_EXCERPTED PASSAGE_:
Markov’s inequality says that for any distribution with nonnegative values, and any positive real number a, at most E(X) / a of the data is greater than a. (Here E(X) is the mean or expected value of the distribution). We need not know anything about the shape of the distribution. All that is required to use Markov’s inequality is to know that we have positive values in the distribution.
The following are solutions to practice problems related to Markov’s inequality. A version of the worksheet with solutions is located here.
Markov’s Inequality Problems
- A class of fourth graders has mean height of five feet. At most, what percent of the class is 5 and a half feet or taller?
- Light bulbs from a particular company are found to last on average four years before burning out. At most what percent of the light bulbs last for more than twelve years?
- Bacteria in a culture live for a mean time of two hours. At most what fraction of the bacteria live for ten hours or more?
- In a class of 120 the average score on a statistics test was 65%. At most how many students scored at or above 80%?
- In a class of 200 the average score on a biology test was 58%. At most how many students scored at or above 50%?
- Assume that incomes are all nonnegative. If the mean income reported for a country is $40,000, what can we say about the percent of the population with income greater than $1,000,000?
- Given a distribution with nonnegative values and a mean of 18. What is the smallest value of a so that at most 15% of the data of a distribution is greater than or equal to a?

_SUPPLIED ENTRIES_:
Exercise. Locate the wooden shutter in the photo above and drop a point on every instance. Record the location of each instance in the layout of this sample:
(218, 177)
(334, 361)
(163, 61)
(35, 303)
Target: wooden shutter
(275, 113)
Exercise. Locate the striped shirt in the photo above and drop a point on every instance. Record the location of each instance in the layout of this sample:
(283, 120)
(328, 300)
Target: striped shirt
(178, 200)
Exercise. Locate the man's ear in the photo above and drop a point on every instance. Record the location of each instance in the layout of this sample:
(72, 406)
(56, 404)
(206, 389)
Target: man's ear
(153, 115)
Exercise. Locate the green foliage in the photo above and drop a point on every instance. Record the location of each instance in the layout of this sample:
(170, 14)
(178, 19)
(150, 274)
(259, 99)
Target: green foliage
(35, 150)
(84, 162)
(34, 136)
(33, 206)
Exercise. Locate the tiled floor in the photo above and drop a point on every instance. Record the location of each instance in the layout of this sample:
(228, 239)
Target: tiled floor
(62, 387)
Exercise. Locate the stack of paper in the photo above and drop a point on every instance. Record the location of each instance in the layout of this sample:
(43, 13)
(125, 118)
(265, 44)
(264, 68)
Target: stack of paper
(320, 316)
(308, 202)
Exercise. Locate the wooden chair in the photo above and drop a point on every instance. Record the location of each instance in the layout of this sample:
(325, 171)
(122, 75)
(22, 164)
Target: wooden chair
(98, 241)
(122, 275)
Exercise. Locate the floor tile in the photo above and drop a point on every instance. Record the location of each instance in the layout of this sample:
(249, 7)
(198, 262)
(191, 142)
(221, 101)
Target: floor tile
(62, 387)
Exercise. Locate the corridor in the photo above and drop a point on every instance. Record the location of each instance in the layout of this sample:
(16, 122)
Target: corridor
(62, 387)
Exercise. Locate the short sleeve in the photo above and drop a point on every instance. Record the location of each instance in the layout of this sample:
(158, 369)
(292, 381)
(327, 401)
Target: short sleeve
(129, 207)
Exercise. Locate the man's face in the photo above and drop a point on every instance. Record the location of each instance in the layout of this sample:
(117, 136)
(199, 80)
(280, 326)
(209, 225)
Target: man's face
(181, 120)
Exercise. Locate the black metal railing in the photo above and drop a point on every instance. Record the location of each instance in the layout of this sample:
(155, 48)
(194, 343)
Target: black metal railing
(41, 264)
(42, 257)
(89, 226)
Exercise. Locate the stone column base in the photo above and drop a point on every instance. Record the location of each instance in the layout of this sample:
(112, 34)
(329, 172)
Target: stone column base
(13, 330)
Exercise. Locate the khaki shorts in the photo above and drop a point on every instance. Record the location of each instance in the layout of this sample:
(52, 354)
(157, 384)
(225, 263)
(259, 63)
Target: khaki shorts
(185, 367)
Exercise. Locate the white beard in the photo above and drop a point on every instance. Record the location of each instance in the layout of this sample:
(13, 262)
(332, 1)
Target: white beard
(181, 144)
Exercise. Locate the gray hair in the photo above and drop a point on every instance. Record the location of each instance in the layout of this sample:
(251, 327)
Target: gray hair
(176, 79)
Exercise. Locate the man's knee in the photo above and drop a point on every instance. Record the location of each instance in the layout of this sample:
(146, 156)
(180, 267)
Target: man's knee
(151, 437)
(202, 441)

_EXERCISE INSTRUCTIONS_:
Retype the passage of the Markov's inequality text from "- Bacteria in" up to and including "greater than $1,000,000?". The data has nothing to do with the Markov's inequality text.

_EXPECTED ANSWER_:
- Bacteria in a culture live for a mean time of two hours. At most what fraction of the bacteria live for ten hours or more?
- In a class of 120 the average score on a statistics test was 65%. At most how many students scored at or above 80%?
- In a class of 200 the average score on a biology test was 58%. At most how many students scored at or above 50%?
- Assume that incomes are all nonnegative. If the mean income reported for a country is $40,000, what can we say about the percent of the population with income greater than $1,000,000?